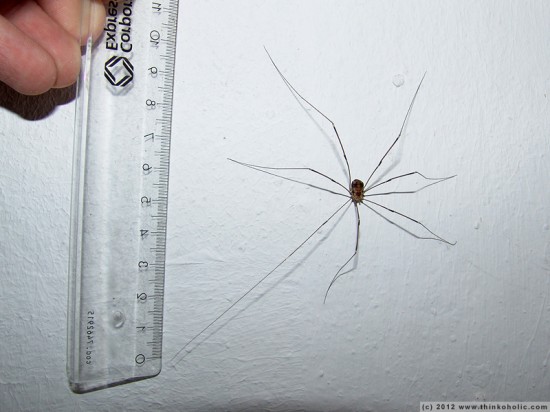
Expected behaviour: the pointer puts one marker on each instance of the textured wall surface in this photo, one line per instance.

...

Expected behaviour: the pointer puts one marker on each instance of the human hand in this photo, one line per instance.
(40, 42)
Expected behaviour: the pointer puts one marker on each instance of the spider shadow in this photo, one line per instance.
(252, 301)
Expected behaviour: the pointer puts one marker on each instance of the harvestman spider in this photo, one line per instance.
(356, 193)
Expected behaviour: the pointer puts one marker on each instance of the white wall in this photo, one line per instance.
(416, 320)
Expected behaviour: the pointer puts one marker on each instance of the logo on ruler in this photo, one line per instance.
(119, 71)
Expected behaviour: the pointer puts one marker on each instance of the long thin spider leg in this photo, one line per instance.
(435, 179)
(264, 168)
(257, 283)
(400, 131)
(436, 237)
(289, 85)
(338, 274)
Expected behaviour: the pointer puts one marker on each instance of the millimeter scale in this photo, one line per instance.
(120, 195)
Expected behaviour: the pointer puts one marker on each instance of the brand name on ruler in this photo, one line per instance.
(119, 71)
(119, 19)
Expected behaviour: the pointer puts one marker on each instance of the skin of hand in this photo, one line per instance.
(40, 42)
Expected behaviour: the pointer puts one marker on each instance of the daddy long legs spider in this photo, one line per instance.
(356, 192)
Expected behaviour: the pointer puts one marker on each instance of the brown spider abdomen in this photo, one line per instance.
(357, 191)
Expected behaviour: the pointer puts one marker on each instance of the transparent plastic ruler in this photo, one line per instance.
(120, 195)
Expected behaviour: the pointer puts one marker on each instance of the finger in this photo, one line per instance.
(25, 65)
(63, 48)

■ What is being asked: Please count the lines in the material above that contain the word "ruler" and give only that number.

■ Exercise response: 3